(EXTRACT PROVIDED Opens)

Bird Cams

Watch: Female Hog Island Osprey Defends Remaining Chick From Great Horned Owl

Having already lost two chicks to the raptor, Rachel has been remaining close to the nest and on high alert in a fascinating display of adaptation.


It's been a dramatic two weeks for Rachel and Steve's family. Early last week a Great Horned Owl attacked in the middle of the night and took a chick from the Osprey couple's nest at Audubon's Hog Island in Maine. Then, a few nights later, it returned for seconds. Even for a nest cam that has captured its share of nest attacks and historic moments, this has been an especially eventful 12 days. 

Since the attacks, viewers of the cam, which is hosted by explore.org, have been anxiously watching to see if the owl would strike again and Rachel would be able to protect the lone remaining chick (as noted in our story about the first attack, male Ospreys don't usually defend their nests at night). In response to the attacks, Rachel has stuck closer to the nest, and that paid off last night when presumably the same Great Horned Owl returned for round three. This time, though, Rachel was ready.

(EXTRACT PROVIDED Closes)

(PROMPT 1) According to the Osprey article, which website hosts the Hog Island nest cam?
(PROMPT 2) Edit the Osprey article from "It's been a" up to and including "though, Rachel was ready.", replacing "Great Horned Owl" with "Barred Owl".
(PROMPT 3) Translate this sentence from the Osprey article into Spanish: "This time, though, Rachel was ready."
Rely only on the Osprey article.

(DATASET RECORDS Opens)

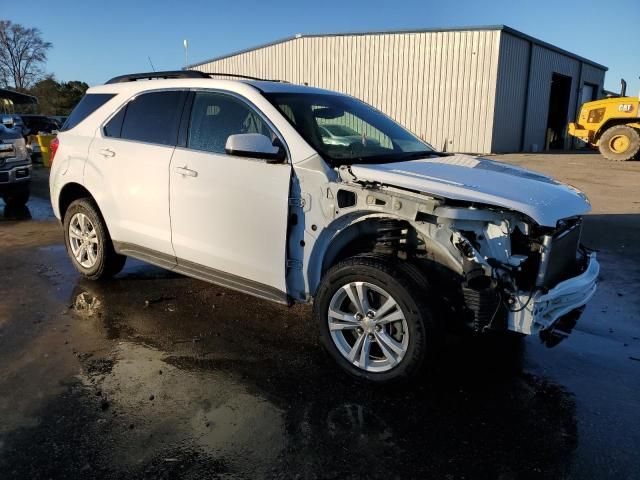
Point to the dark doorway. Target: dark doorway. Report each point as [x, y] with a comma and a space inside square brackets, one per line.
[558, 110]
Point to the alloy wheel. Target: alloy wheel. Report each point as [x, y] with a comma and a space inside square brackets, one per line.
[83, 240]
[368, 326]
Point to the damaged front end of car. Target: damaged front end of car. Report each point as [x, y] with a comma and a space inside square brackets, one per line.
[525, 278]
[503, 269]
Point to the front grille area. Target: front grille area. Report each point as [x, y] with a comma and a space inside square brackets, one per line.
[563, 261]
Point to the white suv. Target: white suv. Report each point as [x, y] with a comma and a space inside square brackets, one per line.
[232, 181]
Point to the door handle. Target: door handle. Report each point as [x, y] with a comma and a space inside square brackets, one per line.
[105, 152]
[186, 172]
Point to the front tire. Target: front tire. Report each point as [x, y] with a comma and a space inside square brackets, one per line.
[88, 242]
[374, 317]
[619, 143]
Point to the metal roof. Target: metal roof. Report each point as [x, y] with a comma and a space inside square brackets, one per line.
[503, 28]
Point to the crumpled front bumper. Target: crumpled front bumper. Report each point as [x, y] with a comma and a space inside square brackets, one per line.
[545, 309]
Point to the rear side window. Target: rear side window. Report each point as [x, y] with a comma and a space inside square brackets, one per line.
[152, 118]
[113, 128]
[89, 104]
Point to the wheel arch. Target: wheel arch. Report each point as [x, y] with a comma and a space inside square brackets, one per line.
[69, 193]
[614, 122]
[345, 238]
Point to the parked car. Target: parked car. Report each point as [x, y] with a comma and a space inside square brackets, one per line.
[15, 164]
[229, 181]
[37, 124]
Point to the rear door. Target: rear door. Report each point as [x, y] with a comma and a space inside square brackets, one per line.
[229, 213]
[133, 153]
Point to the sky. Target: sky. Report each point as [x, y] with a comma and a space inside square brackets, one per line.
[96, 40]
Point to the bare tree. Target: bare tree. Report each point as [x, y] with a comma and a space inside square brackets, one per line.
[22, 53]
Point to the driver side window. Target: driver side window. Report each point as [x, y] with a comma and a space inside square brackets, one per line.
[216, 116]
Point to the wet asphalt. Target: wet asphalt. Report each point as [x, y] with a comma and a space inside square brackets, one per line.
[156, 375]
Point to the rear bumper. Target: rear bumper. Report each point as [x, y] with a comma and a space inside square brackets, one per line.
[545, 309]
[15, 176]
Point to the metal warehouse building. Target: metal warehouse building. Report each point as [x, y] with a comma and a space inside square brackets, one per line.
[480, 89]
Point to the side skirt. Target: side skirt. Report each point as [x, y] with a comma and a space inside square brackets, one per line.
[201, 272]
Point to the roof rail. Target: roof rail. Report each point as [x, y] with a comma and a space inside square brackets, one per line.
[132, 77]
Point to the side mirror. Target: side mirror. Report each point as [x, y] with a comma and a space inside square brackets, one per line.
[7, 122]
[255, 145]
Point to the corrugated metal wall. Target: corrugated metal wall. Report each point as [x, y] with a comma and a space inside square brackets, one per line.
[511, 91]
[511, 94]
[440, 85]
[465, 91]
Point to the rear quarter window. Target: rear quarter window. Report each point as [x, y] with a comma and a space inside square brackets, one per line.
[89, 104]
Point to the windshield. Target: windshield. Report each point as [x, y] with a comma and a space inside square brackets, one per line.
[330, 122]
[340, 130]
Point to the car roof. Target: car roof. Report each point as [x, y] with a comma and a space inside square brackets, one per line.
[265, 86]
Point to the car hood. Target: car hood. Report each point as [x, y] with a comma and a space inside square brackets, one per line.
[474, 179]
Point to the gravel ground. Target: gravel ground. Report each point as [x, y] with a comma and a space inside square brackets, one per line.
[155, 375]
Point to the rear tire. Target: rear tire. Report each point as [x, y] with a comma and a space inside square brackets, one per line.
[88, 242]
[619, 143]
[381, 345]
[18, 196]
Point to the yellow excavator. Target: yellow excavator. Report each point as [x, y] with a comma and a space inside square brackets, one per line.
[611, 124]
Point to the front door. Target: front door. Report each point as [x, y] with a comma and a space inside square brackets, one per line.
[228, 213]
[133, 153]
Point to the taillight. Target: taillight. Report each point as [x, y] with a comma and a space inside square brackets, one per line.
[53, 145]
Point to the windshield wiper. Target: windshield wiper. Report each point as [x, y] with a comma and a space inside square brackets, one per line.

(DATASET RECORDS Closes)
(DATASET RECORDS Opens)

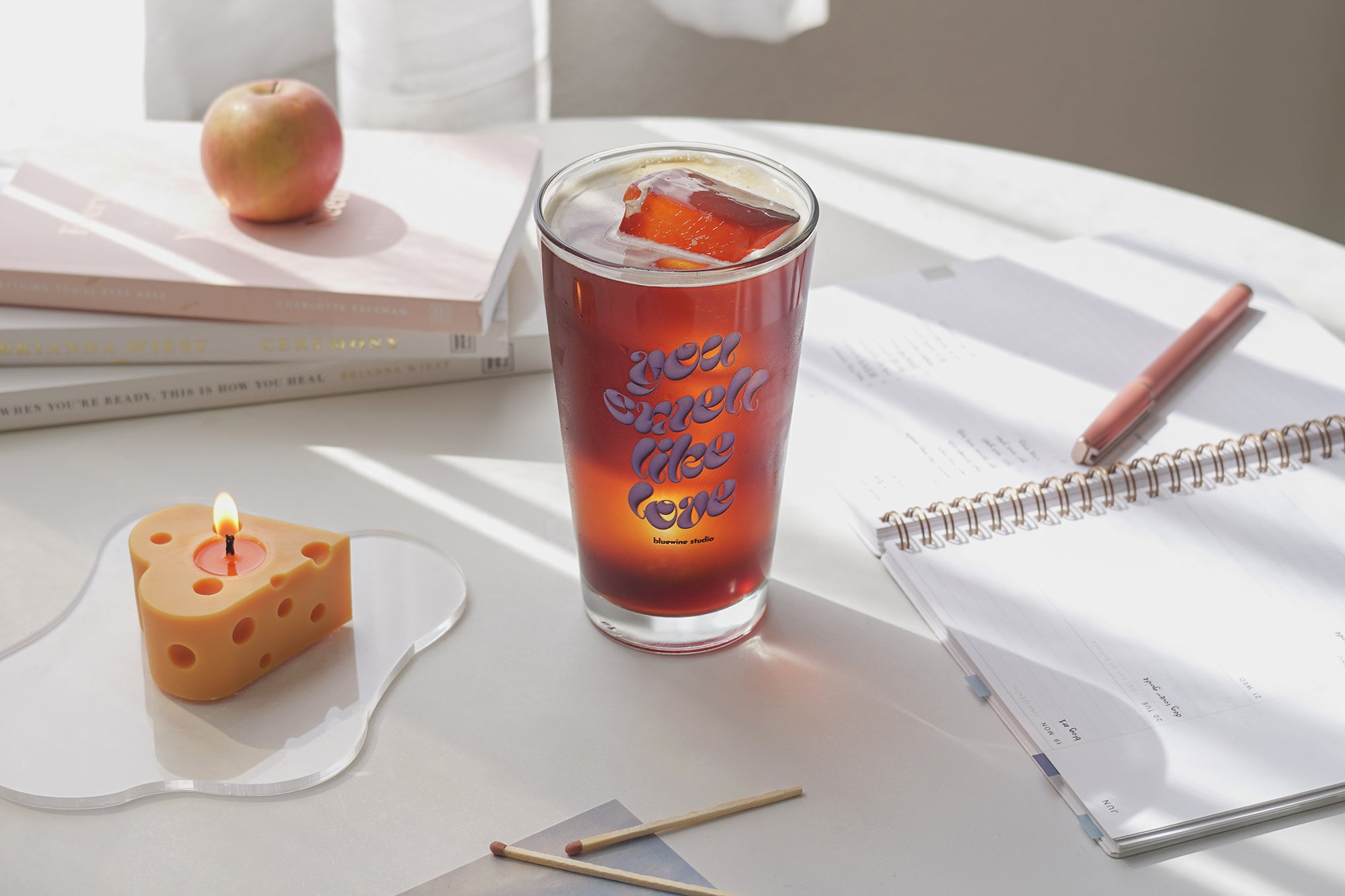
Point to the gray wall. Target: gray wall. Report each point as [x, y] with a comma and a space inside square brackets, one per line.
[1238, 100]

(DATASET RECORDS Closes)
(DATASET RECORDS Opens)

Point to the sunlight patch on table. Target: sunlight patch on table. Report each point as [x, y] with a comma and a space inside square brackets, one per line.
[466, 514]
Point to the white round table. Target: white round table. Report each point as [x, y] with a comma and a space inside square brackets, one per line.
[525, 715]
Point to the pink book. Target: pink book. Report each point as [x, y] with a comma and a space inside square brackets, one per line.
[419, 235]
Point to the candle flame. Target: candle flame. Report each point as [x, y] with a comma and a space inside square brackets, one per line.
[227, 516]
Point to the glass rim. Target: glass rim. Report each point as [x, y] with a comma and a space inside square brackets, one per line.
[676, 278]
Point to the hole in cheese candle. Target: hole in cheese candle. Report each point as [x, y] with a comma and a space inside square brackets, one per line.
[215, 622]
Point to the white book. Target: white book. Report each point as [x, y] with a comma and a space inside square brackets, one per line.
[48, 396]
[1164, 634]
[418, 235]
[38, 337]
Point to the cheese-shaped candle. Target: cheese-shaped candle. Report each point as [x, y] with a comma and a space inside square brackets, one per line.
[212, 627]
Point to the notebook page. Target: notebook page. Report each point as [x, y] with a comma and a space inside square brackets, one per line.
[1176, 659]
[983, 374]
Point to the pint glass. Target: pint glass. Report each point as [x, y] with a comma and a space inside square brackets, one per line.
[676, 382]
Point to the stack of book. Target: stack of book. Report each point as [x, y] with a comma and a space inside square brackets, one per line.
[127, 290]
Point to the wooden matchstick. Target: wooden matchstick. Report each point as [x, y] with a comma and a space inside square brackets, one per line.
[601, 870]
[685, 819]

(DATASET RECORDS Closes)

(EXERCISE ANSWER 1) explore.org

(EXERCISE ANSWER 2)
It's been a dramatic two weeks for Rachel and Steve's family. Early last week a Barred Owl attacked in the middle of the night and took a chick from the Osprey couple's nest at Audubon's Hog Island in Maine. Then, a few nights later, it returned for seconds. Even for a nest cam that has captured its share of nest attacks and historic moments, this has been an especially eventful 12 days. 

Since the attacks, viewers of the cam, which is hosted by explore.org, have been anxiously watching to see if the owl would strike again and Rachel would be able to protect the lone remaining chick (as noted in our story about the first attack, male Ospreys don't usually defend their nests at night). In response to the attacks, Rachel has stuck closer to the nest, and that paid off last night when presumably the same Barred Owl returned for round three. This time, though, Rachel was ready.

(EXERCISE ANSWER 3) Esta vez, sin embargo, Rachel estaba preparada.